● DATA SUPPLIED
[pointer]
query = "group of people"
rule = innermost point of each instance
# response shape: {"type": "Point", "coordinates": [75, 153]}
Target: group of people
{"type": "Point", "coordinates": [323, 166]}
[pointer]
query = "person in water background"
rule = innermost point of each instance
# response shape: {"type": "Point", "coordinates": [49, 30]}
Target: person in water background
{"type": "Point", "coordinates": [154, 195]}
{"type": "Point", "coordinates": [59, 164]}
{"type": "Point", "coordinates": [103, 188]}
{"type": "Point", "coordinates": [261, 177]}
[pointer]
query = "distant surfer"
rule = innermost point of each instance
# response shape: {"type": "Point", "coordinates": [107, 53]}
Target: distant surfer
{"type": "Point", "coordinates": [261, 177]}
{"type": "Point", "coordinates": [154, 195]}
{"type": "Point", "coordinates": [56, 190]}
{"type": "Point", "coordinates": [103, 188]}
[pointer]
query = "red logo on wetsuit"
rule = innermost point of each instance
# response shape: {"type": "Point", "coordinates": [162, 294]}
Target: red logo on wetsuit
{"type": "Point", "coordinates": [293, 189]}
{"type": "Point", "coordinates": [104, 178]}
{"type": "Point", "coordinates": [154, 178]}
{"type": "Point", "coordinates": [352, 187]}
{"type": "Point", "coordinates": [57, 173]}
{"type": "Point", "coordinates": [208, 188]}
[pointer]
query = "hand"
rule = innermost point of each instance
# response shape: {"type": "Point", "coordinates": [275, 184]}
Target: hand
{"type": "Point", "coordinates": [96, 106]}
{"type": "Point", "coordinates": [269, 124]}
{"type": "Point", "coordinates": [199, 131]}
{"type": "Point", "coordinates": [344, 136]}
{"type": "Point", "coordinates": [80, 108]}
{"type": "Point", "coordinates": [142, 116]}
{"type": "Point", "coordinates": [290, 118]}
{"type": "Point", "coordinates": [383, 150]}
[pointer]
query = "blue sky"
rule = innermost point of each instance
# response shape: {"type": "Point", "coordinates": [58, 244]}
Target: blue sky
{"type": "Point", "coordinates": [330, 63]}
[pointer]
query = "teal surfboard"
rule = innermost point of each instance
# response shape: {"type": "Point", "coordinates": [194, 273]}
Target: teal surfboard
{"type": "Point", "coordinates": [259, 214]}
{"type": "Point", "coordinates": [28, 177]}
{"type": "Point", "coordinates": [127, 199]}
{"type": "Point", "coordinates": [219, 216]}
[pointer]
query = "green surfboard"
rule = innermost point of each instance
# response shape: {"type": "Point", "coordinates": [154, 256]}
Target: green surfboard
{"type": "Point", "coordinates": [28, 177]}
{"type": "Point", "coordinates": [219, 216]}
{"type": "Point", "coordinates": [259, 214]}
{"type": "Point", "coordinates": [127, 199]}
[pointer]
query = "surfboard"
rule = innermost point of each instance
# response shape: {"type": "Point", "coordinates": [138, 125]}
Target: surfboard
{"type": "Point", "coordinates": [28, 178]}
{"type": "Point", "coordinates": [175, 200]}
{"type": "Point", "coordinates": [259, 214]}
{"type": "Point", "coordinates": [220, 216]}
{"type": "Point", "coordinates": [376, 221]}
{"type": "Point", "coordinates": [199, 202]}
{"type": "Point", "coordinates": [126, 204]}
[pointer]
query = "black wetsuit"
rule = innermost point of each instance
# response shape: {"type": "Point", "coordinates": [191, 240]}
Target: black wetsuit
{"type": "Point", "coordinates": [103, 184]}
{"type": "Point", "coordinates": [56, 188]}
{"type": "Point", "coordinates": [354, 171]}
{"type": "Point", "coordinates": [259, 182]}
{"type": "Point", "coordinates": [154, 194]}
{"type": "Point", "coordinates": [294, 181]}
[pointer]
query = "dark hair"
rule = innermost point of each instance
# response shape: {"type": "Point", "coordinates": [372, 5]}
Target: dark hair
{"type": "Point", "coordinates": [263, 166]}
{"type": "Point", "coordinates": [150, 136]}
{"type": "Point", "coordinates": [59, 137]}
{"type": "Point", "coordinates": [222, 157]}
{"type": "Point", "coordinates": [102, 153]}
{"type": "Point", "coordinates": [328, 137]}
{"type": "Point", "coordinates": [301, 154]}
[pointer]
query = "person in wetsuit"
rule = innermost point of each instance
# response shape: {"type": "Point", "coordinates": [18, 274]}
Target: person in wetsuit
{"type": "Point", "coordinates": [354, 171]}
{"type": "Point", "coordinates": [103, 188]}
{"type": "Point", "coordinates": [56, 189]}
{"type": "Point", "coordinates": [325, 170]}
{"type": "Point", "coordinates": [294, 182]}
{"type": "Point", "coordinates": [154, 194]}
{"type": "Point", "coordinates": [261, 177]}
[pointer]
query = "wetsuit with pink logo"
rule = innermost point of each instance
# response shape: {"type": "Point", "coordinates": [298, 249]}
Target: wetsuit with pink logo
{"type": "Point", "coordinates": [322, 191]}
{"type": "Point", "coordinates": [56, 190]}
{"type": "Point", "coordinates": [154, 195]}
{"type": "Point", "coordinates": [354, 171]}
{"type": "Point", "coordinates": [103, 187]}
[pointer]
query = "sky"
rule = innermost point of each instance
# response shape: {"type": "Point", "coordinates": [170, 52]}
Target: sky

● WHAT IS BEING ASKED
Your answer should consist of the material above, written out word for word.

● RESPONSE TO THIS TASK
[pointer]
query = "group of people"
rule = innermost point of each instance
# response shape: {"type": "Point", "coordinates": [75, 153]}
Target: group of people
{"type": "Point", "coordinates": [323, 166]}
[pointer]
query = "person in water background"
rule = innermost point of each instance
# response shape: {"type": "Point", "coordinates": [49, 30]}
Target: person in water background
{"type": "Point", "coordinates": [154, 195]}
{"type": "Point", "coordinates": [59, 164]}
{"type": "Point", "coordinates": [103, 188]}
{"type": "Point", "coordinates": [261, 177]}
[pointer]
query = "distant surfer"
rule = innermost point of each instance
# response shape: {"type": "Point", "coordinates": [107, 53]}
Target: distant surfer
{"type": "Point", "coordinates": [261, 177]}
{"type": "Point", "coordinates": [154, 195]}
{"type": "Point", "coordinates": [56, 190]}
{"type": "Point", "coordinates": [103, 188]}
[pointer]
query = "red logo on wetsuit"
rule = innermost point of each instance
# response shape: {"type": "Point", "coordinates": [162, 294]}
Target: red logo on wetsuit
{"type": "Point", "coordinates": [293, 189]}
{"type": "Point", "coordinates": [104, 178]}
{"type": "Point", "coordinates": [154, 178]}
{"type": "Point", "coordinates": [352, 187]}
{"type": "Point", "coordinates": [57, 173]}
{"type": "Point", "coordinates": [208, 188]}
[pointer]
query = "hand"
rule = innermost point of each instance
# response shape: {"type": "Point", "coordinates": [275, 184]}
Target: hand
{"type": "Point", "coordinates": [96, 106]}
{"type": "Point", "coordinates": [269, 124]}
{"type": "Point", "coordinates": [199, 131]}
{"type": "Point", "coordinates": [344, 136]}
{"type": "Point", "coordinates": [80, 108]}
{"type": "Point", "coordinates": [142, 116]}
{"type": "Point", "coordinates": [290, 118]}
{"type": "Point", "coordinates": [383, 150]}
[pointer]
query = "blue sky"
rule = innermost point of each instance
# response shape: {"type": "Point", "coordinates": [58, 244]}
Target: blue sky
{"type": "Point", "coordinates": [330, 63]}
[pointer]
query = "teal surfboard"
rule = innermost point of each instance
# response shape: {"type": "Point", "coordinates": [194, 273]}
Target: teal surfboard
{"type": "Point", "coordinates": [259, 214]}
{"type": "Point", "coordinates": [28, 177]}
{"type": "Point", "coordinates": [127, 199]}
{"type": "Point", "coordinates": [219, 216]}
[pointer]
query = "green surfboard"
rule = innermost point of each instance
# response shape: {"type": "Point", "coordinates": [154, 256]}
Target: green surfboard
{"type": "Point", "coordinates": [28, 177]}
{"type": "Point", "coordinates": [219, 216]}
{"type": "Point", "coordinates": [259, 214]}
{"type": "Point", "coordinates": [127, 199]}
[pointer]
query = "surfboard"
rule = innermost point of each instance
# response shape: {"type": "Point", "coordinates": [138, 125]}
Target: surfboard
{"type": "Point", "coordinates": [28, 178]}
{"type": "Point", "coordinates": [175, 200]}
{"type": "Point", "coordinates": [259, 214]}
{"type": "Point", "coordinates": [220, 216]}
{"type": "Point", "coordinates": [376, 221]}
{"type": "Point", "coordinates": [199, 202]}
{"type": "Point", "coordinates": [126, 204]}
[pointer]
query = "black wetsuit"
rule = innermost point of each instance
# response shape: {"type": "Point", "coordinates": [191, 240]}
Target: black wetsuit
{"type": "Point", "coordinates": [103, 184]}
{"type": "Point", "coordinates": [56, 188]}
{"type": "Point", "coordinates": [354, 171]}
{"type": "Point", "coordinates": [259, 182]}
{"type": "Point", "coordinates": [154, 194]}
{"type": "Point", "coordinates": [294, 181]}
[pointer]
query = "dark hair"
rule = innermost point of each instance
# response shape: {"type": "Point", "coordinates": [372, 5]}
Target: dark hair
{"type": "Point", "coordinates": [263, 166]}
{"type": "Point", "coordinates": [150, 136]}
{"type": "Point", "coordinates": [59, 137]}
{"type": "Point", "coordinates": [222, 157]}
{"type": "Point", "coordinates": [102, 153]}
{"type": "Point", "coordinates": [328, 137]}
{"type": "Point", "coordinates": [301, 154]}
[pointer]
query = "person in wetsuit"
rule = innermost point of each instance
# response shape: {"type": "Point", "coordinates": [18, 274]}
Target: person in wetsuit
{"type": "Point", "coordinates": [354, 171]}
{"type": "Point", "coordinates": [103, 188]}
{"type": "Point", "coordinates": [56, 189]}
{"type": "Point", "coordinates": [325, 170]}
{"type": "Point", "coordinates": [294, 182]}
{"type": "Point", "coordinates": [154, 194]}
{"type": "Point", "coordinates": [261, 177]}
[pointer]
query = "wetsuit with pink logo"
rule = innermost point of each instance
# response shape: {"type": "Point", "coordinates": [298, 249]}
Target: wetsuit with pink logo
{"type": "Point", "coordinates": [322, 191]}
{"type": "Point", "coordinates": [56, 190]}
{"type": "Point", "coordinates": [154, 195]}
{"type": "Point", "coordinates": [354, 171]}
{"type": "Point", "coordinates": [103, 187]}
[pointer]
query = "sky"
rule = innermost point of each instance
# response shape: {"type": "Point", "coordinates": [170, 52]}
Target: sky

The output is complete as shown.